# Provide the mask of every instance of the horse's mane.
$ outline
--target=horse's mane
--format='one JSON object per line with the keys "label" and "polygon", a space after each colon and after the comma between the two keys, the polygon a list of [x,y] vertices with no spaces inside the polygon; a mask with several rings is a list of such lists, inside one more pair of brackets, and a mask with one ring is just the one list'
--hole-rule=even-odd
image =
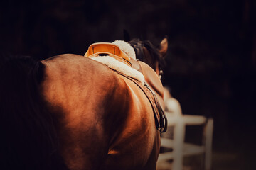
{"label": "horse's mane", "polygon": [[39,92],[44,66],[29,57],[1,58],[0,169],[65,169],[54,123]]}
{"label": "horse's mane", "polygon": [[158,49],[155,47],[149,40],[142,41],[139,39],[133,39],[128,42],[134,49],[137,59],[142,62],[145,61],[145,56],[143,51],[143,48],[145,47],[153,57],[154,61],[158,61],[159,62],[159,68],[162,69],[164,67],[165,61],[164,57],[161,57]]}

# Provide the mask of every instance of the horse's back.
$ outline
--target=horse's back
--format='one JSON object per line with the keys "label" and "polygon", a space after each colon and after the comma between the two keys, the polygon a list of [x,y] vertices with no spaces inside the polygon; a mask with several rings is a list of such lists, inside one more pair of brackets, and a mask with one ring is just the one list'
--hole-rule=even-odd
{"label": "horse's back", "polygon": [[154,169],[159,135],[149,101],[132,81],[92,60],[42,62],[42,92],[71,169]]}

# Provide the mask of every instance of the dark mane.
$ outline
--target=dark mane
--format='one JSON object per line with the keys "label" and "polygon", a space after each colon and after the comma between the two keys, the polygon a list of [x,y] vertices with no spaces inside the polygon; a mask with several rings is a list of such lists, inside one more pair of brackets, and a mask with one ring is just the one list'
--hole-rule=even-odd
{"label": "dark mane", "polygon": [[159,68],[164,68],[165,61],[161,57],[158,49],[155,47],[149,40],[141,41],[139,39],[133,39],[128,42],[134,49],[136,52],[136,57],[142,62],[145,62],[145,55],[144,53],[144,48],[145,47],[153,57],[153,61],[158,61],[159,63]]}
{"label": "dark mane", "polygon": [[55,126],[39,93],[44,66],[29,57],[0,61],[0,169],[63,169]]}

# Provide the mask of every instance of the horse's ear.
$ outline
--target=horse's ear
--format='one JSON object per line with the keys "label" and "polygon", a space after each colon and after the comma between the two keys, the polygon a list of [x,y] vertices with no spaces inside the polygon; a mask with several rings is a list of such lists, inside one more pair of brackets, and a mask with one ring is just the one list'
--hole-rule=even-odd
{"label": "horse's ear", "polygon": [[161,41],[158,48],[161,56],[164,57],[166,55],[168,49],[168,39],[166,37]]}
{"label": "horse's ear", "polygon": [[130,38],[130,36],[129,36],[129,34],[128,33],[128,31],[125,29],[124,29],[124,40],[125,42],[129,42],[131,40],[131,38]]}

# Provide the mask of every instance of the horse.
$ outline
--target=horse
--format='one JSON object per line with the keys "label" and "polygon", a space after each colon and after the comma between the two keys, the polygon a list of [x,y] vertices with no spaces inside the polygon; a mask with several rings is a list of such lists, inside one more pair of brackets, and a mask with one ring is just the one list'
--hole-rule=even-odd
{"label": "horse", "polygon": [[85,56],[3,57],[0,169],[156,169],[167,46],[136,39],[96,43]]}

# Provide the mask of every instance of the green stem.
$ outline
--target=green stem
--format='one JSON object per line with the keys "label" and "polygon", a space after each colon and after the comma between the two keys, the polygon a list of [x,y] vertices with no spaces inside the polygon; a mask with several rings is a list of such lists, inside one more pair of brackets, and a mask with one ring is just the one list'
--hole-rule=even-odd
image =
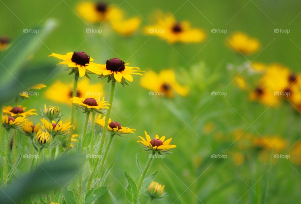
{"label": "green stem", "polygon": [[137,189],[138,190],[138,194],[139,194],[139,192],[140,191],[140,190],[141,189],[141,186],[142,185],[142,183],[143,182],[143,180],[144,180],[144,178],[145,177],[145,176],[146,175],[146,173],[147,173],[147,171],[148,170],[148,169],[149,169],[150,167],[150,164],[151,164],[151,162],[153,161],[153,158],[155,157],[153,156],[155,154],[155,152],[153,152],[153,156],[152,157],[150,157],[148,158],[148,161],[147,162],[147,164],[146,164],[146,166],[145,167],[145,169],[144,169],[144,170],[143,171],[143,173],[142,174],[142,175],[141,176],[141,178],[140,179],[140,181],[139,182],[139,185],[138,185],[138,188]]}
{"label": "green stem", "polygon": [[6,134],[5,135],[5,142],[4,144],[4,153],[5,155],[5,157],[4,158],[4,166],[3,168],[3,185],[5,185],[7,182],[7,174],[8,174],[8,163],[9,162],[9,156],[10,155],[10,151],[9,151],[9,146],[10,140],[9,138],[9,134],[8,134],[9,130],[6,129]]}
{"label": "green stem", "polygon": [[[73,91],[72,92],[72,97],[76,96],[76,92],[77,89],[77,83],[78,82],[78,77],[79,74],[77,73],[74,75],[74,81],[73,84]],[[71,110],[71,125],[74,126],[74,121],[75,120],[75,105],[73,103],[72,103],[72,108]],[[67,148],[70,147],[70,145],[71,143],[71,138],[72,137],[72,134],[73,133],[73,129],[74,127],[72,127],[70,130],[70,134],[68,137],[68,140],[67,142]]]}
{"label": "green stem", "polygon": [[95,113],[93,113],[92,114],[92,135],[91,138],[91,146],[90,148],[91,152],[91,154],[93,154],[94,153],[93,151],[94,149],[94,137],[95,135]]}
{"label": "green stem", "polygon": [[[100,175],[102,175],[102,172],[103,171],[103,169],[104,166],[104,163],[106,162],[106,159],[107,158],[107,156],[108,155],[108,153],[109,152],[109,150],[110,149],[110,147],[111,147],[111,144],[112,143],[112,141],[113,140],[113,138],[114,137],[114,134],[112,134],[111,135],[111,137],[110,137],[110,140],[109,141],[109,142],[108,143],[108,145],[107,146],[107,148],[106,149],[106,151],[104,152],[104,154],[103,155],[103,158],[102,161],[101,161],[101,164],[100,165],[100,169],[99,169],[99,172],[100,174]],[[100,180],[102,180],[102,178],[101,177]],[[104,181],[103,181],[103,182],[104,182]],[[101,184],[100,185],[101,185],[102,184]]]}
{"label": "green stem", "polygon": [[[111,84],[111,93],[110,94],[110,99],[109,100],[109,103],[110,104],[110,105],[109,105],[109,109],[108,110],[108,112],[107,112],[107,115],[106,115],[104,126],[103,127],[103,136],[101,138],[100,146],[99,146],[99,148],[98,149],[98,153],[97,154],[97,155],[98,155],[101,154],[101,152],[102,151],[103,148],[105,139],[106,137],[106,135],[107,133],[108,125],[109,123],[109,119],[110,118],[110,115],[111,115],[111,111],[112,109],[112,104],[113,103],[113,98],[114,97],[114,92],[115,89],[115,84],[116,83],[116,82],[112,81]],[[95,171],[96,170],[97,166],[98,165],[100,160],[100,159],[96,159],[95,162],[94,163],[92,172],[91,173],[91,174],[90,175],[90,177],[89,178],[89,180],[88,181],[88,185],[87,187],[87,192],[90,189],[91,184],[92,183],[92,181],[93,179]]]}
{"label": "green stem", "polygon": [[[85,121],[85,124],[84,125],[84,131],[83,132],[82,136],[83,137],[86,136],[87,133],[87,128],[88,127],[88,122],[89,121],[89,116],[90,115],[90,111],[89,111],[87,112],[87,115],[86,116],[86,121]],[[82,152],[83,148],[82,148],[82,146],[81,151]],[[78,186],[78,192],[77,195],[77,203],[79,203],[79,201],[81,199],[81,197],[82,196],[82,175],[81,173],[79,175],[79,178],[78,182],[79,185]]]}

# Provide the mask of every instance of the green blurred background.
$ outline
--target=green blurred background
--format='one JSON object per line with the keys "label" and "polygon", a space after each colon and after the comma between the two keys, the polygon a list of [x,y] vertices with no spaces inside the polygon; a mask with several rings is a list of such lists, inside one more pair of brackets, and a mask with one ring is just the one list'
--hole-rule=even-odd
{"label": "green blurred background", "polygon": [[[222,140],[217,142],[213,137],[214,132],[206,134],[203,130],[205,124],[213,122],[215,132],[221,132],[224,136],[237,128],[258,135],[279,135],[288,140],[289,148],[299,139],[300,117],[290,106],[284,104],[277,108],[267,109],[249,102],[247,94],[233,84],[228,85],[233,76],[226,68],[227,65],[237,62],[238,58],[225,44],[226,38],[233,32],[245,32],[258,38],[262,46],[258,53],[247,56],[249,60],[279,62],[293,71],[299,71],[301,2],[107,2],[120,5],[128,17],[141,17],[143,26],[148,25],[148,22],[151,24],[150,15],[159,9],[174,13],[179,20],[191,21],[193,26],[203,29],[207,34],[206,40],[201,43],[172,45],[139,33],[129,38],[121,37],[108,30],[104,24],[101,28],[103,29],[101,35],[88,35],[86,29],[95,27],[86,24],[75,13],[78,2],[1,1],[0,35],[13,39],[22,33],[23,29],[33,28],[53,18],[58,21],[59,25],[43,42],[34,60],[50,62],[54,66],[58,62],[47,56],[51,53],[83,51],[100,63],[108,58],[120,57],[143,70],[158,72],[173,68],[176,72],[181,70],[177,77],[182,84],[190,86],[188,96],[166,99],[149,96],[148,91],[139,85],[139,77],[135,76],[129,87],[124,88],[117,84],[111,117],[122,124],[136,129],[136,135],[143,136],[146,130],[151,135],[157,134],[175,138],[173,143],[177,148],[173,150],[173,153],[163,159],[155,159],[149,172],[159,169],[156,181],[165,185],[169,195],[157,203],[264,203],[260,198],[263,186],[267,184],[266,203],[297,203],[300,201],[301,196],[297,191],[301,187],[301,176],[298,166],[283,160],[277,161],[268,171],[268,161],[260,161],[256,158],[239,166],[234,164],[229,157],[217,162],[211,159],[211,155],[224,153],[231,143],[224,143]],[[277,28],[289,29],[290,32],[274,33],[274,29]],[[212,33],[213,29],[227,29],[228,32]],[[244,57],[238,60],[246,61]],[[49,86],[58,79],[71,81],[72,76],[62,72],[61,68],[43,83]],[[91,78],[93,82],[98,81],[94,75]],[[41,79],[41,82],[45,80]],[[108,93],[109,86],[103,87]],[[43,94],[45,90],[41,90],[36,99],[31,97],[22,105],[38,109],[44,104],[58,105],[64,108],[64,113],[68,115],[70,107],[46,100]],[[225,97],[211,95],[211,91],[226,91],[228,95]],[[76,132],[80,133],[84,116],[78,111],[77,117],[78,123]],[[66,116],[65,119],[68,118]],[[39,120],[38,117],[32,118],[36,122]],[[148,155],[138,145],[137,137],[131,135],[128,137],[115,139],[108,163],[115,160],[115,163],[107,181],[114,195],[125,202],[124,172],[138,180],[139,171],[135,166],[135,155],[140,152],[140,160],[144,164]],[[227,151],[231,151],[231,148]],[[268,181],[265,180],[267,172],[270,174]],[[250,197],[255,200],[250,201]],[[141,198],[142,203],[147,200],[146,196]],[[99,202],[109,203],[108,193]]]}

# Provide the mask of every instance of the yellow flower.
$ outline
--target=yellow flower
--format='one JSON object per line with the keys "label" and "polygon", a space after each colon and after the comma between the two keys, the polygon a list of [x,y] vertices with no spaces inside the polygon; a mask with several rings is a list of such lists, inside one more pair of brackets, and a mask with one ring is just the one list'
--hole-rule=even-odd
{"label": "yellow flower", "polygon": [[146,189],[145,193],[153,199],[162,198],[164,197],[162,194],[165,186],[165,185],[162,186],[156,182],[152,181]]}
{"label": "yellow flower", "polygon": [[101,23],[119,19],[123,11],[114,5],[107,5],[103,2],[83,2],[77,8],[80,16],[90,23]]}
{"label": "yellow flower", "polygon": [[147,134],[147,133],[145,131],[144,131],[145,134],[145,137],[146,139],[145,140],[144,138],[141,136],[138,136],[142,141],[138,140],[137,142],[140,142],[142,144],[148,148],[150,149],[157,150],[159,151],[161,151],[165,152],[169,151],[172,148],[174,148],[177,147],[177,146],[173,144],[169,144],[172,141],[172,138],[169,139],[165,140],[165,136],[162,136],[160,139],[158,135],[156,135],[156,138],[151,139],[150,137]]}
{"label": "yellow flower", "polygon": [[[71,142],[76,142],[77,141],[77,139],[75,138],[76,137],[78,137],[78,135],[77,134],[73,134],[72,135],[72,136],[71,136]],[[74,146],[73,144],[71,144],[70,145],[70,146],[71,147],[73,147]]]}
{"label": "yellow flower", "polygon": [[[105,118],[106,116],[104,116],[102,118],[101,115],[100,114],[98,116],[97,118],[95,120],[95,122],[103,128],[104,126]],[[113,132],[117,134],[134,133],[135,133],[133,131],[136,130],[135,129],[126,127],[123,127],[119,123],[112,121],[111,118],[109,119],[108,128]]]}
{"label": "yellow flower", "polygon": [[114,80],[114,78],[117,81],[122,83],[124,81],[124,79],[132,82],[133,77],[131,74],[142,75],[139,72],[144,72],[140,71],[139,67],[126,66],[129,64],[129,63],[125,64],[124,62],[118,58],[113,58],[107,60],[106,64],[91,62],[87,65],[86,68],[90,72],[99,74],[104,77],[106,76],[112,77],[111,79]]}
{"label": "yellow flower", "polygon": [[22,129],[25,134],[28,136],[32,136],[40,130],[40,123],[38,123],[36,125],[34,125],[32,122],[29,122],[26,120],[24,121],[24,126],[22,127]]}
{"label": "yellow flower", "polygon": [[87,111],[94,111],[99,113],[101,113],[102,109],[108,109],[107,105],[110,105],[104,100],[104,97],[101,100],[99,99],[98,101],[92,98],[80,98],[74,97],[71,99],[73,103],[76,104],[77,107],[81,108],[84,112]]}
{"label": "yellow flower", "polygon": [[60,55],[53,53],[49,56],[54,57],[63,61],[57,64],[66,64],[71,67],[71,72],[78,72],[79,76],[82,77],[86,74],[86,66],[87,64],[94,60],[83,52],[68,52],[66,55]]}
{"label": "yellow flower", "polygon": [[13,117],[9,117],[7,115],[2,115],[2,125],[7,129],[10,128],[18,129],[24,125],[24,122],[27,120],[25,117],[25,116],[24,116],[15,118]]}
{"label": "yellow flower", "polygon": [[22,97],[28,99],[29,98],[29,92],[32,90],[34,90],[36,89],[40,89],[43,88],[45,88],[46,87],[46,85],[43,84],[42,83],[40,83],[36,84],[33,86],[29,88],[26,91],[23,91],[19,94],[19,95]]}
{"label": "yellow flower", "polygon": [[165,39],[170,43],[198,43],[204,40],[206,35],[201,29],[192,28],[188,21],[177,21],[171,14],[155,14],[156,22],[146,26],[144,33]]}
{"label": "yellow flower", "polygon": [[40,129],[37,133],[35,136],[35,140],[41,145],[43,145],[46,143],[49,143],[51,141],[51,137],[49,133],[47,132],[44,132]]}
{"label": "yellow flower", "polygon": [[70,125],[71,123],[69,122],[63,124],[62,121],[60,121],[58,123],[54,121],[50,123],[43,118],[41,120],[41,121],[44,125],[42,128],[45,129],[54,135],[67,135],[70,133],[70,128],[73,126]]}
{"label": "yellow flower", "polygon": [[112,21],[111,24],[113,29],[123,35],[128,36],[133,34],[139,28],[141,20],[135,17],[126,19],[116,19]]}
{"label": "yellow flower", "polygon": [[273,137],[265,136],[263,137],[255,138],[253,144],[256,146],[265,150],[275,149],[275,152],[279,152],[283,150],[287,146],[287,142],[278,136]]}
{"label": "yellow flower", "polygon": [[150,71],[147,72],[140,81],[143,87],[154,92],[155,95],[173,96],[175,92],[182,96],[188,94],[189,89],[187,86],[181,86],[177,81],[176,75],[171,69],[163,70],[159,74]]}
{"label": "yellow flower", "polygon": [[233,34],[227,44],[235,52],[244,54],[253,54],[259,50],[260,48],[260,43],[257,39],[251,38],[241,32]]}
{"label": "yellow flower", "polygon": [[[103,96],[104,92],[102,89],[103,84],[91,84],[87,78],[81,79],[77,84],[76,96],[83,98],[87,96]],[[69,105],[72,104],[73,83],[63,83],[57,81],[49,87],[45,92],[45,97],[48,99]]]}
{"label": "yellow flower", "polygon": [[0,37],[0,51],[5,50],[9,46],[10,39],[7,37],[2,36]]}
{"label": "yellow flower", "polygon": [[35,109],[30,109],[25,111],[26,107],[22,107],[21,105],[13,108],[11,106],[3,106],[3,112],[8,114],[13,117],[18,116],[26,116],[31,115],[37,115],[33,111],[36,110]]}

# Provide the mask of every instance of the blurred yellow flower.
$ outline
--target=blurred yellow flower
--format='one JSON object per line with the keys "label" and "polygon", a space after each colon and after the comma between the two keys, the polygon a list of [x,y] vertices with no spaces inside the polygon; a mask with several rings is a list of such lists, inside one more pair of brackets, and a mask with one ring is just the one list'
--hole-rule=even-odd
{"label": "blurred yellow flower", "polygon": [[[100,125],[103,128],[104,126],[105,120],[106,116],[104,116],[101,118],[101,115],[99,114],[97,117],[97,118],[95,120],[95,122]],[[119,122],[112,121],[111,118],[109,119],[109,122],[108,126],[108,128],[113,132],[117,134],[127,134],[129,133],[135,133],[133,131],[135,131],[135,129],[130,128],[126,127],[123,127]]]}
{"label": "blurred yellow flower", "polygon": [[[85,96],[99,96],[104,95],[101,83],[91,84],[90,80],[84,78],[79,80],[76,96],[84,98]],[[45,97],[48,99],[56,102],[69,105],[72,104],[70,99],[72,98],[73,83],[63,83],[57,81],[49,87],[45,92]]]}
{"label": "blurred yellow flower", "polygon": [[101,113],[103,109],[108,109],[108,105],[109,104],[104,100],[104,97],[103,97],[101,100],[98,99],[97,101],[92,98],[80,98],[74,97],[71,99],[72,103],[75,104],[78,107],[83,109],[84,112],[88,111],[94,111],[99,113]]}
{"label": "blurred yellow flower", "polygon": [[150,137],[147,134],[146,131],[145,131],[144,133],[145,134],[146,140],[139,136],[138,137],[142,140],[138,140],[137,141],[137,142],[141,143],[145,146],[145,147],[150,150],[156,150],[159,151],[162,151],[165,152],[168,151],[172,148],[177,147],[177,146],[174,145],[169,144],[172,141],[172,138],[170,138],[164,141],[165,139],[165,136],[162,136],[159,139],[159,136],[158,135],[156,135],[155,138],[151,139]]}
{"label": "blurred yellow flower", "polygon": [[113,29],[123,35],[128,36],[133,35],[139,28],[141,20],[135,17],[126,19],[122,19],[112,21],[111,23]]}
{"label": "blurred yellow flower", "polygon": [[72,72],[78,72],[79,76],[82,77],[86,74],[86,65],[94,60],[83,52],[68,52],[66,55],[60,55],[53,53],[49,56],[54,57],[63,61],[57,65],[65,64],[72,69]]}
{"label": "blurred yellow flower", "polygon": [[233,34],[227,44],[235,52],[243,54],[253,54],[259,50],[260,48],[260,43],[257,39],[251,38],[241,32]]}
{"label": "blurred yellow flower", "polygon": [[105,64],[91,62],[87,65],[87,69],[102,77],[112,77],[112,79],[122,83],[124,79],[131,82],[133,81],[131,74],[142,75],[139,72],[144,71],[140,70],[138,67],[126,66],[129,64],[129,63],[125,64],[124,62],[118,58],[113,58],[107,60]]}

§ **TASK GOAL**: Render the stretch of the records from the line containing "# Provide the mask of every instance of the horse's back." through the line containing "--target=horse's back" as a Markdown table with the columns No. and Text, skipping any blank lines.

§ **RESULT OF THE TASK**:
| No. | Text |
|---|---|
| 1 | # Provide the mask of every instance of the horse's back. |
| 2 | $ outline |
| 3 | --target=horse's back |